**** Text ****
Nichtsdestotrotz wäre eine Zählung der Fahrgäste so prinzipiell sehr präzise möglich, aber mit Einschränkungen. Da konzeptionell die Tarifsysteme in Deutschland oft Check-In-Systeme sind, wissen die Verkehrsbetriebe nicht, wann die Fahrgäste aussteigen. Das gilt auch für ein digitales Deutschlandticket.

Auslastungsdaten existieren also auch hier nur eingeschränkt. So lässt sich dann etwa herausfinden, welche Busstationen besonders stark genutzt werden. Über Pendler-Mechanismen lässt sich vermutlich indirekt eine Auslastung erkennen, falls die Fahrgäste dieselbe Route zurücknehmen. Die Daten werden aber schon verfälscht, wenn eine Linie nicht immer fährt und sich Fahrgäste am Abend etwa einen anderen Weg suchen.
**** Verfügbare Daten ****
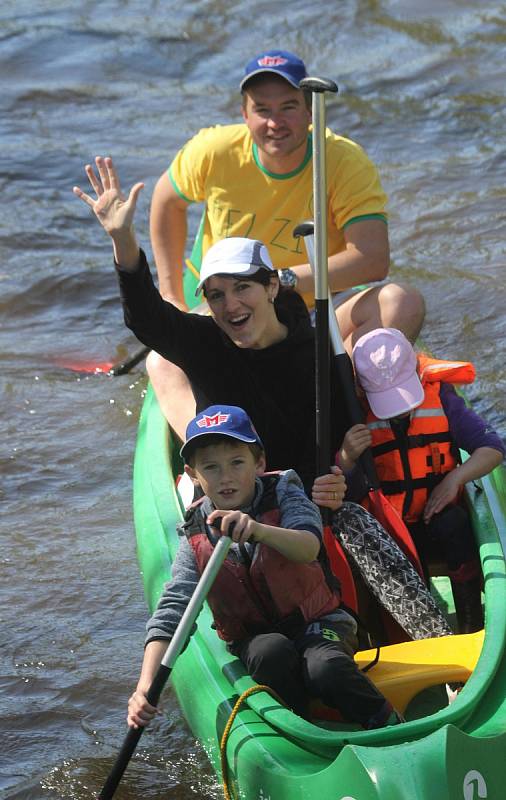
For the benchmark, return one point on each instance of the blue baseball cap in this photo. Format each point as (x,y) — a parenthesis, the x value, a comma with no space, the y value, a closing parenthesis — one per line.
(280,62)
(230,421)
****
Aufgabe 1
Geben Sie für jede der folgenden Aussagen an, ob sie mit dem Text zur Fahrgastzählung übereinstimmt, und belegen Sie Ihre Antwort jeweils mit den entscheidenden Worten des Textes.
(a) Bei Check-In-Systemen wissen die Verkehrsbetriebe nicht, wann die Fahrgäste aussteigen.
(b) Für ein digitales Deutschlandticket gilt diese Einschränkung nicht.
(c) Die Daten werden verfälscht, wenn eine Linie nicht immer fährt.
Aufgabe 2
Schreiben Sie den Text zur Fahrgastzählung von „Nichtsdestotrotz wäre eine“ bis „anderen Weg suchen.“ neu und ersetzen Sie dabei „Verkehrsbetriebe“ durch „Verkehrsunternehmen“.

Richtige Antwort 1
(a) Ja: „wissen die Verkehrsbetriebe nicht, wann die Fahrgäste aussteigen“
(b) Nein: „Das gilt auch für ein digitales Deutschlandticket.“
(c) Ja: „Die Daten werden aber schon verfälscht, wenn eine Linie nicht immer fährt“

Richtige Antwort 2
Nichtsdestotrotz wäre eine Zählung der Fahrgäste so prinzipiell sehr präzise möglich, aber mit Einschränkungen. Da konzeptionell die Tarifsysteme in Deutschland oft Check-In-Systeme sind, wissen die Verkehrsunternehmen nicht, wann die Fahrgäste aussteigen. Das gilt auch für ein digitales Deutschlandticket.

Auslastungsdaten existieren also auch hier nur eingeschränkt. So lässt sich dann etwa herausfinden, welche Busstationen besonders stark genutzt werden. Über Pendler-Mechanismen lässt sich vermutlich indirekt eine Auslastung erkennen, falls die Fahrgäste dieselbe Route zurücknehmen. Die Daten werden aber schon verfälscht, wenn eine Linie nicht immer fährt und sich Fahrgäste am Abend etwa einen anderen Weg suchen.